● WHAT TO WORK ON: Read the records and write them out again exactly.

- Opening Delimiter -

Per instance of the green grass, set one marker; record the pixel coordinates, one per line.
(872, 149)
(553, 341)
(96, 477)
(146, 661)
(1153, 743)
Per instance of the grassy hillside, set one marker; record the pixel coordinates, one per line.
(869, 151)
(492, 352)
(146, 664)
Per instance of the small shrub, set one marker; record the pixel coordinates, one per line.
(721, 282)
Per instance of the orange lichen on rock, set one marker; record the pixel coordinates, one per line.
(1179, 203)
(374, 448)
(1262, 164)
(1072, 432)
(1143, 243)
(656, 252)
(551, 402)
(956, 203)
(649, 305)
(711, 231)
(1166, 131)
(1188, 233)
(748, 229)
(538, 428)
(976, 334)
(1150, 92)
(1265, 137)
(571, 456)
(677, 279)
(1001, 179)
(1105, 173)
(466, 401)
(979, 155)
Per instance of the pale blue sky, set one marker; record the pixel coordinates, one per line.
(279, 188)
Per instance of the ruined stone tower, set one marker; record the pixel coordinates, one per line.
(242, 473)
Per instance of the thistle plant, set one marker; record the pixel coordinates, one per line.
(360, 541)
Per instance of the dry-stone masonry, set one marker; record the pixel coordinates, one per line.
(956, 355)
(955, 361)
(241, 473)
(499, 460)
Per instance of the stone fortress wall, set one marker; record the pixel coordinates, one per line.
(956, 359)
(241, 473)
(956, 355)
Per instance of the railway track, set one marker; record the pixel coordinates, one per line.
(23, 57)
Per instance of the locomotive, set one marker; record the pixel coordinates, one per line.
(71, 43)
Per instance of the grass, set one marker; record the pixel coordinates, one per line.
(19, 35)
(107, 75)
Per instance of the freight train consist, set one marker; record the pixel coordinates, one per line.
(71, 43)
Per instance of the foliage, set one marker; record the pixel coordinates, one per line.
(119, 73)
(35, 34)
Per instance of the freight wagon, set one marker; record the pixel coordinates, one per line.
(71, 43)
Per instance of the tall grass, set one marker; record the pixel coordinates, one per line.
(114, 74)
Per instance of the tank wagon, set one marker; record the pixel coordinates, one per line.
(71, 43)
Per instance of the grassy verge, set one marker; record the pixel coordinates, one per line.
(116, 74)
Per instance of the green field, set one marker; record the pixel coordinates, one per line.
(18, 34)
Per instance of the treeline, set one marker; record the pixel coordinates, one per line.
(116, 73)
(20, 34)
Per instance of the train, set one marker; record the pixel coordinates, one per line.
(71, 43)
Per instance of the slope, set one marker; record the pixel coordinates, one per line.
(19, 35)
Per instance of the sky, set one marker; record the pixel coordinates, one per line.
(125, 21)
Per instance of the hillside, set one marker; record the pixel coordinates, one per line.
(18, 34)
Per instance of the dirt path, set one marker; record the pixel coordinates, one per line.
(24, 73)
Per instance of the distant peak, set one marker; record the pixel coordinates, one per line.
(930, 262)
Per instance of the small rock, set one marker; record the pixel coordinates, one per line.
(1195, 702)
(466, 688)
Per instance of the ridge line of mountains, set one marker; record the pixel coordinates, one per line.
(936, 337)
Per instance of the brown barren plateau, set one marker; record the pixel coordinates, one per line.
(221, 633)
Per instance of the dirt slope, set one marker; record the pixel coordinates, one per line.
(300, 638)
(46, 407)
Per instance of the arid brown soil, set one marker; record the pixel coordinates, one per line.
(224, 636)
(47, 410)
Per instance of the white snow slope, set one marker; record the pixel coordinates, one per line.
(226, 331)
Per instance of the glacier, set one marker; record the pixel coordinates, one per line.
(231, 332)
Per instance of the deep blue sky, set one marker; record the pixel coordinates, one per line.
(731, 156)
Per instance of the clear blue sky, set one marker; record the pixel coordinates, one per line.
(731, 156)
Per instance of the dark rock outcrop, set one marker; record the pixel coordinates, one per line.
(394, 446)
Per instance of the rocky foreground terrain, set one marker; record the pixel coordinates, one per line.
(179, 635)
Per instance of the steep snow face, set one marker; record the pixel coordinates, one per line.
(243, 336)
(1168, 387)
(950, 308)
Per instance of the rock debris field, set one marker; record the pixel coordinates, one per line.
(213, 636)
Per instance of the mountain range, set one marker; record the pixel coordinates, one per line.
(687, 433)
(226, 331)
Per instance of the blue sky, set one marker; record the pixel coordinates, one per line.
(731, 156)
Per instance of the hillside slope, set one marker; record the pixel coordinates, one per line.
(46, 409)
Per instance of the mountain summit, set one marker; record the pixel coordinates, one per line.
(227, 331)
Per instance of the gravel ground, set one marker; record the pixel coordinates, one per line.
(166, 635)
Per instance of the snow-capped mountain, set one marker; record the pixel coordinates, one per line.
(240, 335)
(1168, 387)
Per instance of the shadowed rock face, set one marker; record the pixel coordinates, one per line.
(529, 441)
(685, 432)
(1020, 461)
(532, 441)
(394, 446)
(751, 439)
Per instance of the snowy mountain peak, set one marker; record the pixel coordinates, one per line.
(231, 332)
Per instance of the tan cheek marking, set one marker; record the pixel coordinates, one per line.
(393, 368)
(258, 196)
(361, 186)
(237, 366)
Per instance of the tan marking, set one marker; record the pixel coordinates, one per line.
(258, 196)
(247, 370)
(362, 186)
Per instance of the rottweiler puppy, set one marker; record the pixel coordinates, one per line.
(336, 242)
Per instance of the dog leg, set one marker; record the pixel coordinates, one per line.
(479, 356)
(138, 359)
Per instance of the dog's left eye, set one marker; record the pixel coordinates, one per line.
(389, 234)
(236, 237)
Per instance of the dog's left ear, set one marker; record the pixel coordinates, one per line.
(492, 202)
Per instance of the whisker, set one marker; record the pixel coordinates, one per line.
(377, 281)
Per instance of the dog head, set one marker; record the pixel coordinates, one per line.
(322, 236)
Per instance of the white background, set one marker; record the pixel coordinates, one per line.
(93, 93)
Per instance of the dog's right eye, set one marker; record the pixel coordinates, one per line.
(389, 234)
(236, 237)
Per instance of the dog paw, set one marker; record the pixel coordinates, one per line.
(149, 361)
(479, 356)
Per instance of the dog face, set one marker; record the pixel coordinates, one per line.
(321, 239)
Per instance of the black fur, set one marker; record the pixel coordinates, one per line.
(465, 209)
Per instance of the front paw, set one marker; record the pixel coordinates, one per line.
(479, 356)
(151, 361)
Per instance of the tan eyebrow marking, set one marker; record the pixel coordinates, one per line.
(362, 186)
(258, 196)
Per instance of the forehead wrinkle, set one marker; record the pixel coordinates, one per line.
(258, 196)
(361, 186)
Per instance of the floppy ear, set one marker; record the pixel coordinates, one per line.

- Closing Delimiter -

● SOLUTION TO THE PROBLEM:
Per instance of the green grass, set one marker; record the pixel coordinates, one per line.
(872, 149)
(553, 341)
(96, 477)
(146, 661)
(1153, 743)
Per instance of the grassy hillside, set one marker; record the pixel coordinates, one per line.
(869, 151)
(492, 352)
(146, 664)
Per instance of the small shrub, set one marker; record the pixel coordinates, one per line.
(721, 282)
Per instance of the orange lichen on rock, set one marker; record the pixel coordinates, one per line.
(1179, 203)
(374, 448)
(1262, 164)
(1072, 432)
(1143, 243)
(656, 252)
(551, 402)
(956, 203)
(649, 305)
(711, 231)
(1166, 131)
(1188, 233)
(748, 229)
(538, 428)
(976, 334)
(1150, 92)
(1265, 137)
(571, 456)
(677, 279)
(1001, 179)
(1105, 173)
(466, 401)
(979, 155)
Per instance of the pale blue sky, set one marker; record the pixel coordinates, one per line.
(279, 188)
Per instance of the ruined stone tower, set one marker; record the pixel coordinates, one per line.
(242, 473)
Per instance of the thistle plant, set one marker; record the pixel coordinates, one per line.
(360, 541)
Per instance of the dry-stone masonry, set one marker; record the pixel coordinates, one per line.
(956, 355)
(955, 361)
(241, 473)
(499, 460)
Per instance of the stone fortress wall, set one marker; record the pixel coordinates, one per line.
(956, 359)
(241, 473)
(956, 355)
Per instance of the railway track, set one marker; record the pixel coordinates, one per line.
(23, 57)
Per instance of the locomotive, set one marker; record the pixel coordinates, one per line.
(71, 43)
Per instance of the grass, set one marker; record the pixel coordinates, one per line.
(19, 35)
(107, 75)
Per instance of the freight train consist, set one marker; record the pixel coordinates, one per line.
(71, 43)
Per instance of the foliage, set one marker; record the pixel coordinates, one per line.
(119, 73)
(35, 34)
Per instance of the freight wagon, set one marker; record the pixel coordinates, one per line.
(71, 43)
Per instance of the tall grass, set one marker; record the pixel coordinates, one per line.
(114, 74)
Per instance of the tank wagon, set one marker; record the pixel coordinates, one per line.
(71, 43)
Per instance of the grassy verge, set one marker; record the pixel coordinates, one per line.
(116, 74)
Per instance of the green field, set one marker; record the pixel coordinates, one per line.
(18, 34)
Per instance of the treeline, set one marker; record the pixel coordinates, one per line.
(116, 73)
(20, 34)
Per instance of the train, set one marker; record the pixel coordinates, one per line.
(71, 43)
Per instance of the slope, set one marker; record the pixel coordinates, one per line.
(19, 35)
Per instance of the sky, set one marker; record the pixel coordinates, one per line.
(125, 21)
Per instance of the hillside, set one marker; record the pixel coordinates, one per line.
(18, 34)
Per instance of the dirt path, set one marker; record the pixel coordinates, one per line.
(24, 73)
Per instance of the distant peak, set one marker; record the pixel coordinates, one per line.
(930, 262)
Per instance of the small rock, set one marker; record the pixel coordinates, one per line.
(1195, 702)
(466, 688)
Per instance of the ridge line of mountains, set one marker; record the pixel coordinates, one per line.
(936, 337)
Per instance of the brown barren plateau, set one marker; record the pixel coordinates, one per line.
(221, 633)
Per instance of the dirt slope, set one marker; record the pixel coordinates, one per line.
(300, 638)
(46, 407)
Per instance of the arid brown soil, set one marker; record the pixel coordinates, one per line.
(224, 636)
(47, 410)
Per instance of the white snow slope, set one marker; record the pixel coordinates, one per line.
(226, 331)
Per instance of the glacier, set one marker; record the pixel coordinates, one per line.
(231, 332)
Per instance of the deep blue sky, set one marker; record the pixel coordinates, one per line.
(731, 156)
Per instance of the clear blue sky, set one marker; record the pixel coordinates, one per line.
(731, 156)
Per instance of the dark rock outcrop, set one marker; record the pixel coordinates, one per line.
(394, 446)
Per instance of the rocky foreground terrain, set one marker; record the pixel coordinates, one per line.
(179, 635)
Per instance of the steep snow face, set one marker; record the pixel coordinates, one per line.
(243, 336)
(1168, 387)
(950, 308)
Per instance of the rock debris field, set one marker; record the pixel coordinates, one per line.
(213, 636)
Per instance of the mountain range, set one marker; record the pixel coordinates, one per line.
(687, 433)
(226, 331)
Per instance of the blue sky, set one marker; record the pixel coordinates, one per line.
(731, 156)
Per instance of the hillside slope, set one marker; record the pixel coordinates, one per line.
(46, 409)
Per instance of the mountain summit, set one marker; record the pixel coordinates, one per line.
(227, 331)
Per instance of the gravel ground, set one marker; record the pixel coordinates, one per line.
(166, 635)
Per instance of the snow-capped mountain, set one marker; record the pixel coordinates, one per line.
(240, 335)
(1168, 387)
Per instance of the shadowed rock face, set one marker; record the pixel coordinates, one per line.
(529, 441)
(685, 432)
(1020, 461)
(532, 441)
(394, 446)
(751, 439)
Per instance of the snowy mountain peak, set one marker; record the pixel coordinates, one per line.
(231, 332)
Per instance of the tan cheek marking, set one marker; record the pixel coordinates, one per line.
(393, 368)
(258, 196)
(361, 186)
(237, 366)
Per instance of the tan marking, set one marker; record the pixel coordinates, one per line.
(258, 196)
(247, 370)
(362, 186)
Per instance of the rottweiler puppy, set one marker; record the pixel coordinates, one per line.
(336, 242)
Per instance of the dog leg, set one marker; record the pixel coordinates, one per line.
(479, 356)
(138, 359)
Per instance of the dog's left eye, set one marker; record the pixel coordinates, one per line.
(389, 234)
(236, 237)
Per instance of the dog's left ear, set one marker; record the pixel coordinates, one per line.
(492, 202)
Per instance of the whisker, set one marker; record the pixel coordinates, one per line.
(377, 281)
Per instance of the dog head, set one marker; record the pixel coordinates, one per line.
(322, 236)
Per instance of the white background, set one marker; record the pixel coordinates, one per line.
(93, 93)
Per instance of the dog's right eye, set one marker; record the pixel coordinates, one per line.
(389, 234)
(236, 237)
Per instance of the dog paw, set one marker; record the pixel coordinates, one per line.
(149, 361)
(479, 356)
Per instance of the dog face, set one marker; record the pixel coordinates, one per line.
(321, 239)
Per instance of the black fur, set one marker; record the pixel coordinates, one per line.
(465, 209)
Per instance of the front paw, set one marker; record the pixel coordinates, one per line.
(479, 356)
(151, 361)
Per instance of the tan eyebrow marking, set one marker; record the pixel coordinates, one per line.
(362, 186)
(258, 196)
Per instance of the forehead wrinkle, set one marker; record the pixel coordinates, one per line.
(258, 196)
(361, 186)
Per instance of the floppy ear, set one marker; record the pixel coordinates, one per line.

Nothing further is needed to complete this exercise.